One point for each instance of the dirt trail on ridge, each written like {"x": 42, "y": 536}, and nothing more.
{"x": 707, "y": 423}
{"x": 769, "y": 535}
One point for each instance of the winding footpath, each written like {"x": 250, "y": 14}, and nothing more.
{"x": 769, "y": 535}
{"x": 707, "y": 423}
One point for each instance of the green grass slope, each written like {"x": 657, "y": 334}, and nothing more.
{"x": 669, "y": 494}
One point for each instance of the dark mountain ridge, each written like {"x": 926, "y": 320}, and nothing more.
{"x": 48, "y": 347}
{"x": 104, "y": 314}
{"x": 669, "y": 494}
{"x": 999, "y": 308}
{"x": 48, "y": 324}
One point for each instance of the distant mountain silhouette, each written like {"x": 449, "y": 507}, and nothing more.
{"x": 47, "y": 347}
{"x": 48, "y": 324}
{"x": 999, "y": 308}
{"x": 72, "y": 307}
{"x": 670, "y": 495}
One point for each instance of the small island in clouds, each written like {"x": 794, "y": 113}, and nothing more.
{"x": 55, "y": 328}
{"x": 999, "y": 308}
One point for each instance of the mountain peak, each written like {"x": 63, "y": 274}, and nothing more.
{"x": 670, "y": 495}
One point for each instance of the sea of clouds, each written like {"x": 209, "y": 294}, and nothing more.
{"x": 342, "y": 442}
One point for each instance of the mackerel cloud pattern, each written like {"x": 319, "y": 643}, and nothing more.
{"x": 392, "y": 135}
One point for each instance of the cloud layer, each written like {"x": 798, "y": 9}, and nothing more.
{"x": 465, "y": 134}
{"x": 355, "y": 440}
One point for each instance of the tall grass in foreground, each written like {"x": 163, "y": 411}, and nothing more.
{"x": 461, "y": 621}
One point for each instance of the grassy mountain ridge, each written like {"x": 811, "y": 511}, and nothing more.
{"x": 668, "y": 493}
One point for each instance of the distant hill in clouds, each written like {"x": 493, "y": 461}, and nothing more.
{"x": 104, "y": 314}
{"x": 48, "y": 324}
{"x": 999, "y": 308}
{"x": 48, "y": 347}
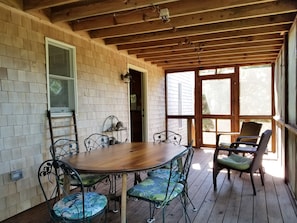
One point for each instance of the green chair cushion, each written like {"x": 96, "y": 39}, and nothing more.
{"x": 154, "y": 189}
{"x": 225, "y": 145}
{"x": 236, "y": 161}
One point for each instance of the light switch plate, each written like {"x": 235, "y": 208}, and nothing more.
{"x": 16, "y": 175}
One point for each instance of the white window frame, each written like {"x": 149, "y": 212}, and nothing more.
{"x": 73, "y": 75}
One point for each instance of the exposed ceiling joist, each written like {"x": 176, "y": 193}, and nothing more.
{"x": 194, "y": 33}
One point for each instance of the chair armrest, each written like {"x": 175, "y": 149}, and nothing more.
{"x": 237, "y": 144}
{"x": 224, "y": 133}
{"x": 237, "y": 150}
{"x": 239, "y": 138}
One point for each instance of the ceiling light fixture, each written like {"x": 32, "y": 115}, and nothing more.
{"x": 164, "y": 15}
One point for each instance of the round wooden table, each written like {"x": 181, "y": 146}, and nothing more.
{"x": 124, "y": 158}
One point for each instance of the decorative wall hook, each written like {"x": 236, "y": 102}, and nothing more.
{"x": 126, "y": 77}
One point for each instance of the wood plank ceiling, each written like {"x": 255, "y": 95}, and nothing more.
{"x": 197, "y": 33}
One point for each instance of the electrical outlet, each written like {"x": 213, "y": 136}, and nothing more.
{"x": 16, "y": 175}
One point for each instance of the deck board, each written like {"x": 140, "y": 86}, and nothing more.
{"x": 233, "y": 202}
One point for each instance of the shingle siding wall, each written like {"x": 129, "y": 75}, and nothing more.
{"x": 24, "y": 135}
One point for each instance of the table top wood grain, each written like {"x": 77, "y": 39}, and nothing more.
{"x": 125, "y": 157}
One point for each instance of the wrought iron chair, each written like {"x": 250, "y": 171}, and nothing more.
{"x": 65, "y": 204}
{"x": 101, "y": 141}
{"x": 96, "y": 141}
{"x": 68, "y": 147}
{"x": 233, "y": 161}
{"x": 164, "y": 172}
{"x": 162, "y": 137}
{"x": 249, "y": 132}
{"x": 167, "y": 136}
{"x": 160, "y": 191}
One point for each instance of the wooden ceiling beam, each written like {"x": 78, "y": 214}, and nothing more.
{"x": 42, "y": 4}
{"x": 213, "y": 43}
{"x": 278, "y": 29}
{"x": 232, "y": 14}
{"x": 205, "y": 29}
{"x": 214, "y": 59}
{"x": 101, "y": 8}
{"x": 214, "y": 53}
{"x": 196, "y": 64}
{"x": 176, "y": 9}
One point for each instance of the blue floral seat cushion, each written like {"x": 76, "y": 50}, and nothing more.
{"x": 164, "y": 173}
{"x": 154, "y": 189}
{"x": 236, "y": 161}
{"x": 71, "y": 208}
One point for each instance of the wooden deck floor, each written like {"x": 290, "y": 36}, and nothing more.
{"x": 233, "y": 201}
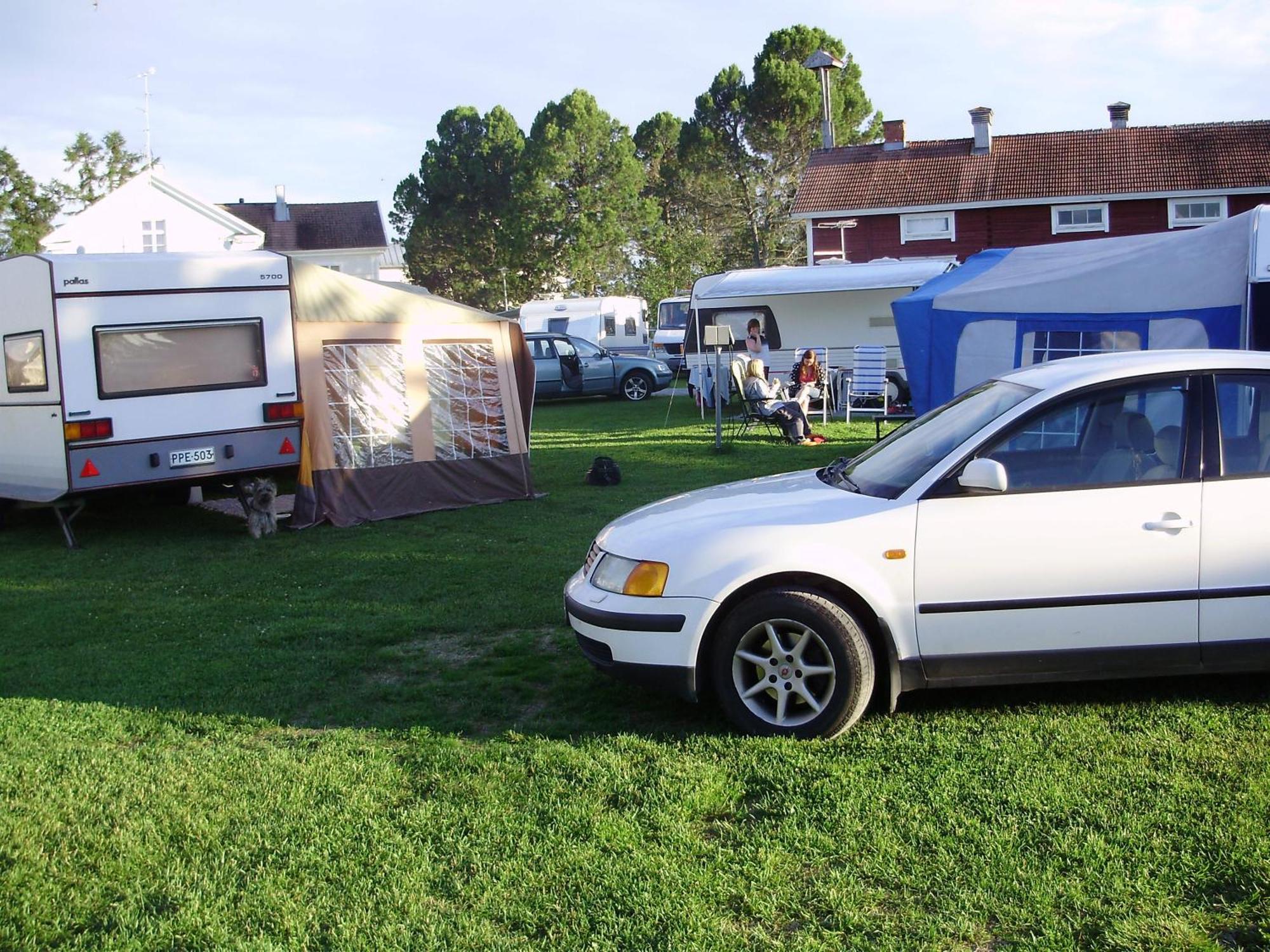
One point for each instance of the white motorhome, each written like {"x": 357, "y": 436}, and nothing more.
{"x": 124, "y": 370}
{"x": 618, "y": 324}
{"x": 831, "y": 308}
{"x": 672, "y": 321}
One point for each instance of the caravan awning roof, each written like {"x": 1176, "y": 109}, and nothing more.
{"x": 811, "y": 280}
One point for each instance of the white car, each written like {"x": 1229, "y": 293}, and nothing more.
{"x": 1095, "y": 517}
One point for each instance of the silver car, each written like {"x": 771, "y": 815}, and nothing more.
{"x": 570, "y": 366}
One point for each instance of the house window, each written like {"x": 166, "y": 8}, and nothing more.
{"x": 928, "y": 228}
{"x": 468, "y": 418}
{"x": 370, "y": 420}
{"x": 154, "y": 235}
{"x": 1079, "y": 218}
{"x": 25, "y": 369}
{"x": 1186, "y": 213}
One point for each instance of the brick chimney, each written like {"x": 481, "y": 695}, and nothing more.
{"x": 893, "y": 135}
{"x": 981, "y": 121}
{"x": 1120, "y": 114}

◆ Task directions
Any images must be dropped; all other material is to be printed exactly.

◆ Task response
One point for each instance of the dirt trail on ridge, each written like {"x": 42, "y": 536}, and nothing more.
{"x": 707, "y": 423}
{"x": 769, "y": 535}
One point for each instance of the winding footpath, each written like {"x": 250, "y": 14}, and nothing more.
{"x": 769, "y": 535}
{"x": 707, "y": 423}
One point for each instance of the green grass slope, each written like {"x": 657, "y": 334}, and nothing more.
{"x": 669, "y": 494}
One point for each instance of the dark mountain ridge, each written like {"x": 926, "y": 320}, and nothing more.
{"x": 48, "y": 347}
{"x": 104, "y": 314}
{"x": 669, "y": 494}
{"x": 999, "y": 308}
{"x": 48, "y": 324}
One point for each instance of the distant mountain silhouette, each written like {"x": 449, "y": 507}, and nothing more.
{"x": 47, "y": 347}
{"x": 48, "y": 324}
{"x": 999, "y": 308}
{"x": 72, "y": 307}
{"x": 670, "y": 495}
One point for each instance of the small island in clouds, each written like {"x": 794, "y": 113}, and nothing more.
{"x": 55, "y": 328}
{"x": 999, "y": 308}
One point for each instance of the mountain peak, each written like {"x": 63, "y": 274}, and nothing more.
{"x": 670, "y": 495}
One point for each instance of the sea of clouds, each written like {"x": 209, "y": 294}, and nothing more.
{"x": 342, "y": 442}
One point for each instance of the mackerel cloud pattern, each written like {"x": 319, "y": 643}, and nothing more.
{"x": 392, "y": 135}
One point for each instance of the cloud layer, each written like {"x": 798, "y": 9}, and nothing more.
{"x": 465, "y": 134}
{"x": 355, "y": 440}
One point for each instance of the tall grass in foreground, each written like {"x": 163, "y": 411}, and nothing more.
{"x": 461, "y": 621}
One point for each instance of the grassy mountain ridge, each written like {"x": 811, "y": 511}, and nothing more.
{"x": 668, "y": 493}
One point for each instance of the distant hill in clouds, each written like {"x": 493, "y": 461}, and nothing more.
{"x": 104, "y": 314}
{"x": 48, "y": 324}
{"x": 999, "y": 308}
{"x": 48, "y": 347}
One point for each instance of the green chair cushion, each written like {"x": 96, "y": 39}, and nothing more.
{"x": 154, "y": 189}
{"x": 225, "y": 145}
{"x": 236, "y": 161}
One point for each instance of the light switch plate, each written like {"x": 235, "y": 208}, and nothing more.
{"x": 16, "y": 175}
One point for each instance of the white window frame, each written like {"x": 149, "y": 212}, and nothing more.
{"x": 73, "y": 75}
One point for each instance of the exposed ceiling joist, each written like {"x": 176, "y": 193}, and nothing more.
{"x": 194, "y": 33}
One point for each instance of the chair armrest, each written like {"x": 175, "y": 149}, and nothing more.
{"x": 237, "y": 144}
{"x": 224, "y": 133}
{"x": 237, "y": 150}
{"x": 239, "y": 138}
One point for each instance of the ceiling light fixture, each written like {"x": 32, "y": 115}, and nothing more.
{"x": 164, "y": 15}
One point for each instance of the round wooden table, each written like {"x": 181, "y": 146}, and nothing more.
{"x": 124, "y": 158}
One point for each instance of the decorative wall hook, each written like {"x": 236, "y": 102}, and nothing more.
{"x": 126, "y": 77}
One point for each instance of the wood plank ceiling, each written like {"x": 255, "y": 95}, and nothing more.
{"x": 197, "y": 33}
One point for each instance of the electrical outlet, each written like {"x": 213, "y": 136}, and nothing more.
{"x": 16, "y": 175}
One point for each instance of the deck board, each written like {"x": 140, "y": 86}, and nothing more.
{"x": 233, "y": 202}
One point for each instance of the shingle siding wall, each written like {"x": 129, "y": 75}, and nothing more.
{"x": 24, "y": 135}
One point for each instance of the table top wood grain, each written like {"x": 77, "y": 39}, and nothing more.
{"x": 125, "y": 157}
One point for each instance of the wrought iron chair, each written like {"x": 250, "y": 171}, and nothing more.
{"x": 65, "y": 204}
{"x": 101, "y": 141}
{"x": 96, "y": 141}
{"x": 68, "y": 147}
{"x": 233, "y": 161}
{"x": 164, "y": 172}
{"x": 162, "y": 137}
{"x": 249, "y": 132}
{"x": 167, "y": 136}
{"x": 160, "y": 191}
One point for each instance of the wooden ceiling beam, each written like {"x": 78, "y": 214}, and nothing more.
{"x": 42, "y": 4}
{"x": 213, "y": 43}
{"x": 278, "y": 29}
{"x": 232, "y": 14}
{"x": 205, "y": 29}
{"x": 214, "y": 59}
{"x": 101, "y": 8}
{"x": 214, "y": 53}
{"x": 196, "y": 64}
{"x": 176, "y": 9}
One point for each instance of the blue floral seat cushion, each written like {"x": 76, "y": 50}, and nothing more.
{"x": 164, "y": 173}
{"x": 154, "y": 189}
{"x": 236, "y": 161}
{"x": 71, "y": 208}
One point for each instance of the wooden deck floor, each written like {"x": 290, "y": 36}, and nothing more.
{"x": 233, "y": 201}
One point for each instance of the white motorhome, each written like {"x": 357, "y": 436}, and nothing more.
{"x": 124, "y": 370}
{"x": 618, "y": 324}
{"x": 831, "y": 308}
{"x": 672, "y": 321}
One point for each instance of the caravan awning roof, each written like {"x": 1176, "y": 109}, and nothing more.
{"x": 811, "y": 280}
One point for each instance of the white car, each written like {"x": 1229, "y": 293}, and nothing more.
{"x": 1095, "y": 517}
One point for each instance of the silver car, each written like {"x": 771, "y": 815}, and nothing more.
{"x": 570, "y": 366}
One point for each instance of the house window, each written like {"x": 166, "y": 8}, and nothing more.
{"x": 928, "y": 228}
{"x": 468, "y": 418}
{"x": 370, "y": 420}
{"x": 154, "y": 235}
{"x": 1079, "y": 218}
{"x": 25, "y": 369}
{"x": 1186, "y": 213}
One point for each instance of the brick chimney, each written like {"x": 481, "y": 695}, and nothing more.
{"x": 893, "y": 135}
{"x": 981, "y": 121}
{"x": 1120, "y": 114}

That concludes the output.